- _Problem description_: Set down, word for word, the stretch of lines from the one containing "segment --target teal" to the end of the records below.
**** Task data ****
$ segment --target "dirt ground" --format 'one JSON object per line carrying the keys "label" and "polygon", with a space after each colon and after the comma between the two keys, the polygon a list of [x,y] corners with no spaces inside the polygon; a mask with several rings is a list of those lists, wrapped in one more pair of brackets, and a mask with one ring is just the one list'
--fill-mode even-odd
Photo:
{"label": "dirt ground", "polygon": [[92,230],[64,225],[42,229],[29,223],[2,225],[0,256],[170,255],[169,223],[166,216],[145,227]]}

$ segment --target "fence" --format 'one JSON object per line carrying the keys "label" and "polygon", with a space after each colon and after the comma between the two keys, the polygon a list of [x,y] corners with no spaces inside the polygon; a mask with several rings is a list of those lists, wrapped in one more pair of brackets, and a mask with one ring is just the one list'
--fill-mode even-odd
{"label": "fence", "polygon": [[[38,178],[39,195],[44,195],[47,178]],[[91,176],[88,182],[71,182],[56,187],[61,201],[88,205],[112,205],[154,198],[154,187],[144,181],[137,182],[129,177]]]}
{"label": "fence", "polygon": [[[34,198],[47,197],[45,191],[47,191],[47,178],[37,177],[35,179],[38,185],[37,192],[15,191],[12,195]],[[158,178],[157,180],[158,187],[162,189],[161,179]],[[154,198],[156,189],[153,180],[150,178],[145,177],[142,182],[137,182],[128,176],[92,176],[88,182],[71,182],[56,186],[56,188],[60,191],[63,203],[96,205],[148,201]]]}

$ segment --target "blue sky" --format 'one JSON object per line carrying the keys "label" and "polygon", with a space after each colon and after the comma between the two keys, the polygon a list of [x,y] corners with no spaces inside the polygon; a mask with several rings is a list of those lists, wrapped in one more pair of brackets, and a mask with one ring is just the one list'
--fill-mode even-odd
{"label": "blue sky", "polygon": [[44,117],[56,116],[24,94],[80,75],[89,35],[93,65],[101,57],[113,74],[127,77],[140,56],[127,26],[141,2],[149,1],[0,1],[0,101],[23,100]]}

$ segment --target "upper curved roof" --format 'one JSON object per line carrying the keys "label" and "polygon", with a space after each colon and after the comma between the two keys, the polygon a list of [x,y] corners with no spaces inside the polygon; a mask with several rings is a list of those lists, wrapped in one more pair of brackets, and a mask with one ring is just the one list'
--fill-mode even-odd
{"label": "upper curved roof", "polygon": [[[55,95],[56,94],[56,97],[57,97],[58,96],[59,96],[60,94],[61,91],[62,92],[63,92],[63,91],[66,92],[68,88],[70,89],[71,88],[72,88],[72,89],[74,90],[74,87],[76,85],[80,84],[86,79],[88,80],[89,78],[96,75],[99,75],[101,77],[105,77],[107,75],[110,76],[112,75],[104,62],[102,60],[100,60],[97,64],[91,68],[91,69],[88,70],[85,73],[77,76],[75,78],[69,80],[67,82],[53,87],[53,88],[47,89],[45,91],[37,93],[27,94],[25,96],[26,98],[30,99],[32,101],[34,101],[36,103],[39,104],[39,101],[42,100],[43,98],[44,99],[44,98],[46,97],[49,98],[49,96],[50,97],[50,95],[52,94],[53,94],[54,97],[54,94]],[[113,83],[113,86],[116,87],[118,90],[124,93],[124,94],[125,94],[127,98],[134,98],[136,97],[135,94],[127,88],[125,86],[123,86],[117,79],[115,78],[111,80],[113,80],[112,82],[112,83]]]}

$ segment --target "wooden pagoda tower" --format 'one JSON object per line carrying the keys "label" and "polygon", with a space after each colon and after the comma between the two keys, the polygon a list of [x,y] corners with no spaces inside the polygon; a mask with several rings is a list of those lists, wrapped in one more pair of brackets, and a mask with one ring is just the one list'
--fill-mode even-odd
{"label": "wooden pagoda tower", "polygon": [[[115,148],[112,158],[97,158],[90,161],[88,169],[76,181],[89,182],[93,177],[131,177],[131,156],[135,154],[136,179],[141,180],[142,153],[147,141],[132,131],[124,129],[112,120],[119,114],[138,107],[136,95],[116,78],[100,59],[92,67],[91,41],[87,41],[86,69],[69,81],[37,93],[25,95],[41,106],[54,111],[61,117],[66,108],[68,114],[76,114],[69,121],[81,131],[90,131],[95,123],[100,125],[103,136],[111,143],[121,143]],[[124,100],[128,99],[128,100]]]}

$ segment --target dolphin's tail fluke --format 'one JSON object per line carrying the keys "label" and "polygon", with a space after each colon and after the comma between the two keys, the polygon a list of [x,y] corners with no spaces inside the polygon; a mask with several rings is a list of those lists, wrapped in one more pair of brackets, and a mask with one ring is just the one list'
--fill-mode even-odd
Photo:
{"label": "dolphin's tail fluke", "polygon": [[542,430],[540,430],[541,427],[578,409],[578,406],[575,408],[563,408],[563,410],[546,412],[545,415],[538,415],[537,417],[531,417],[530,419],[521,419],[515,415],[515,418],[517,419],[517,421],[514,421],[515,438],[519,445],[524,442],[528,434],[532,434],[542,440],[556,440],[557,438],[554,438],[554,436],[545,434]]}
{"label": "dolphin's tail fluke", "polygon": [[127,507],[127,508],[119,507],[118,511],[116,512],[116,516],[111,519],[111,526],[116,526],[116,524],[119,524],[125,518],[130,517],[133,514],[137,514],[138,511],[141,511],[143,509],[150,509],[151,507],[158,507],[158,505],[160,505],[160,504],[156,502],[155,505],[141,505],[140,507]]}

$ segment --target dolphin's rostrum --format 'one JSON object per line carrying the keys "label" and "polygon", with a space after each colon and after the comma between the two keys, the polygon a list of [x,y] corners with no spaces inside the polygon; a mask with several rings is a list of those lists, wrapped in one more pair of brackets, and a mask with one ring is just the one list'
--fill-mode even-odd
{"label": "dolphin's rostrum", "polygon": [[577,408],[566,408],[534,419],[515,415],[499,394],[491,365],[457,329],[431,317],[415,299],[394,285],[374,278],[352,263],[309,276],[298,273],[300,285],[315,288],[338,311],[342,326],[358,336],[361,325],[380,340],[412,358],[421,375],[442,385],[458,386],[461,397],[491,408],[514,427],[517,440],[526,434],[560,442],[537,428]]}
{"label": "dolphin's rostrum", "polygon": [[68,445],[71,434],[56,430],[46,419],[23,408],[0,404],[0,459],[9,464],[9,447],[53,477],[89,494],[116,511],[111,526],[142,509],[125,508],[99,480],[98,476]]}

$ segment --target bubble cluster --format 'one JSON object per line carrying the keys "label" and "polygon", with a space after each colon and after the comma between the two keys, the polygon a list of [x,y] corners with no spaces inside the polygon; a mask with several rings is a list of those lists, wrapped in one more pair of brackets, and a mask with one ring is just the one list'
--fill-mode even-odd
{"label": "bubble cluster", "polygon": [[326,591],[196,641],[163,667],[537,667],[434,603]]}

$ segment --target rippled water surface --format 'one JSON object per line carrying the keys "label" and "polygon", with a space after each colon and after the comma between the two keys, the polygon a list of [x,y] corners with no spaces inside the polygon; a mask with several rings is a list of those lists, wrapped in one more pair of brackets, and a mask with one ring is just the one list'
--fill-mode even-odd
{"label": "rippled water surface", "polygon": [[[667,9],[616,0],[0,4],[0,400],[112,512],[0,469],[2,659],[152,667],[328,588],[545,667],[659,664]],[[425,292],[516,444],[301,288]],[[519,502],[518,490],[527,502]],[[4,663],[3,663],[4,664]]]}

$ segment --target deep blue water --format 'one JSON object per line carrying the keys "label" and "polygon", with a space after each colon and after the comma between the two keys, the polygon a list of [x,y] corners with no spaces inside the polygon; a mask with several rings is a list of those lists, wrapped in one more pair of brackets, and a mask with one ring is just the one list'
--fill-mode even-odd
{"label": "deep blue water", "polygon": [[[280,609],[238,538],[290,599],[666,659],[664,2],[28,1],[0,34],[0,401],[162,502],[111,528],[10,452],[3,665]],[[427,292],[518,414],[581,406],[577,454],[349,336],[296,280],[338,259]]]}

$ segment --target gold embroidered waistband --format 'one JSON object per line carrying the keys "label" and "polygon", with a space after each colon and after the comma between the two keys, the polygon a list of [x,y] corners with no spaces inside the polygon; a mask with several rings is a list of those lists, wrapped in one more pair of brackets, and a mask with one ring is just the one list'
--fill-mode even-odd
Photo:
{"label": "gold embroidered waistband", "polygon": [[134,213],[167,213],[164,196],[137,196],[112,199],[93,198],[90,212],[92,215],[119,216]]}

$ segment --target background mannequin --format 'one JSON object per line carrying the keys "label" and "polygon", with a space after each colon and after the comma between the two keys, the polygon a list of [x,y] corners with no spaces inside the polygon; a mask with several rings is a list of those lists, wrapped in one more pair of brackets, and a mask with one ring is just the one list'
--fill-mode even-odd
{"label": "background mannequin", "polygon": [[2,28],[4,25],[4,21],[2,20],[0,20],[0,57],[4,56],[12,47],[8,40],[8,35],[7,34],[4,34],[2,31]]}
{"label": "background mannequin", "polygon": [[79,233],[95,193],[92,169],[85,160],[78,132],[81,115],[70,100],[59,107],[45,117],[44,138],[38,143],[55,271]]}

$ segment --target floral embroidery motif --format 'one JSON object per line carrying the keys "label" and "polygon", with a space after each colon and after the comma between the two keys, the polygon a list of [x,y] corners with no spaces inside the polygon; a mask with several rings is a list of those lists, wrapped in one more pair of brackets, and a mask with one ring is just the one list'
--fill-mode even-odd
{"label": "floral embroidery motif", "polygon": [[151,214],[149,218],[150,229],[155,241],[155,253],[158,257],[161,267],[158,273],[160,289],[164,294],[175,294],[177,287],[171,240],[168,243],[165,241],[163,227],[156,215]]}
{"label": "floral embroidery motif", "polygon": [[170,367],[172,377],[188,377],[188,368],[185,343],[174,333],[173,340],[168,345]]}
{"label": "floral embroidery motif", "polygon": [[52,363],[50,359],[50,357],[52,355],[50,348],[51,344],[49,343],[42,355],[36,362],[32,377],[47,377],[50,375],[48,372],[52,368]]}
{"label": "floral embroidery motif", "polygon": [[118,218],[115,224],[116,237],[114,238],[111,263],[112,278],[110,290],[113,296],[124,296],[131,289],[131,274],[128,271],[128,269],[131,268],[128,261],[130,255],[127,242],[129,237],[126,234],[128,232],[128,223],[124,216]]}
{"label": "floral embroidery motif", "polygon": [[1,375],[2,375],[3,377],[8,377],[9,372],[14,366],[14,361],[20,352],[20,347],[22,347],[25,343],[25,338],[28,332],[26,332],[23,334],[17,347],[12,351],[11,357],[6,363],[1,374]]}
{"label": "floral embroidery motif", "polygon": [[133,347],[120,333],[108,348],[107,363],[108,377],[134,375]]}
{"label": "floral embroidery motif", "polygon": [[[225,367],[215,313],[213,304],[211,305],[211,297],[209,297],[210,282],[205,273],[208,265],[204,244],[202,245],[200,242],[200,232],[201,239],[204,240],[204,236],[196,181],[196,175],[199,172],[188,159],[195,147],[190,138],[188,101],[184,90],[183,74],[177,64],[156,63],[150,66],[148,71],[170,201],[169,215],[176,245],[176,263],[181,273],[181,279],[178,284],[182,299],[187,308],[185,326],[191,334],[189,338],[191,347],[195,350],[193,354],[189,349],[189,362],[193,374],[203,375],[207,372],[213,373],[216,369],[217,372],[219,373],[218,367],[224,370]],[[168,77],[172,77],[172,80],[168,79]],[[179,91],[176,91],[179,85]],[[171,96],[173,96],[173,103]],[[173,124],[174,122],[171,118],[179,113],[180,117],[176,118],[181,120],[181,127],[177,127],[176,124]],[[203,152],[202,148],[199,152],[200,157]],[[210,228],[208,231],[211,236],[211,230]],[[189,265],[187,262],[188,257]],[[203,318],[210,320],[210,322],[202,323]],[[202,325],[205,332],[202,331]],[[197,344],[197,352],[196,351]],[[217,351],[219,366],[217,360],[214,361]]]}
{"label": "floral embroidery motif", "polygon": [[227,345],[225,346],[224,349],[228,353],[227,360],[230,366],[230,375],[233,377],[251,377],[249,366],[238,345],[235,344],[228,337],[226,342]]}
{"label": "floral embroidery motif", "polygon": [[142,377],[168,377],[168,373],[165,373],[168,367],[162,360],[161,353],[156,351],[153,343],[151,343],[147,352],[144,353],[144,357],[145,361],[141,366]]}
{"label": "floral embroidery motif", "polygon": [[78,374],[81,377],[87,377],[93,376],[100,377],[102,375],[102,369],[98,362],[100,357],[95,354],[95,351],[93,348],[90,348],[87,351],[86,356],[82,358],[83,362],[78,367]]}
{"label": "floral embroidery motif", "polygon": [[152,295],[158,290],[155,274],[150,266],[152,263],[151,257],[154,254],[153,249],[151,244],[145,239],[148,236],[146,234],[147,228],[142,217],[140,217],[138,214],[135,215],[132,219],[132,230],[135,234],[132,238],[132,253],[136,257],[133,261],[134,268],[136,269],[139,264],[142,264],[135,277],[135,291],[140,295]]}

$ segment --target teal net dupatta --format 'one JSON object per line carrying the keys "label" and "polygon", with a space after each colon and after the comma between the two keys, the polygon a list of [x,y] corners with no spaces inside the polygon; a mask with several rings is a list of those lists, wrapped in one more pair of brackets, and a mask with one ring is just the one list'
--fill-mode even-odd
****
- _Final result_:
$ segment --target teal net dupatta --format 'one JSON object per line carrying the keys "label" and "polygon", with a space after each colon and after the comma between the two keys, the polygon a list of [x,y] corners with no spaces inside the polygon; a mask with several rings is a list of those lists, wrapped in one more pair of brackets, and a mask with one ring is just the one list'
--fill-mode even-odd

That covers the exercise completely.